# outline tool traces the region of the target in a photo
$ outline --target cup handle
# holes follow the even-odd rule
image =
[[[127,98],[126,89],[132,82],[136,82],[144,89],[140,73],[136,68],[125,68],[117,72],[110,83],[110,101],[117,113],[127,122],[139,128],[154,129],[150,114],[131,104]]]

WHAT YOU HAVE TO DO: Using the records above, please repeat the line with "--target cup handle" and every line after it exactly, and give no other text.

FINISHED TASK:
$ outline --target cup handle
# holes follow the even-odd rule
image =
[[[127,98],[126,89],[132,82],[136,82],[144,89],[140,73],[136,68],[125,68],[117,72],[110,83],[110,101],[117,113],[127,122],[139,128],[154,129],[150,114],[131,104]]]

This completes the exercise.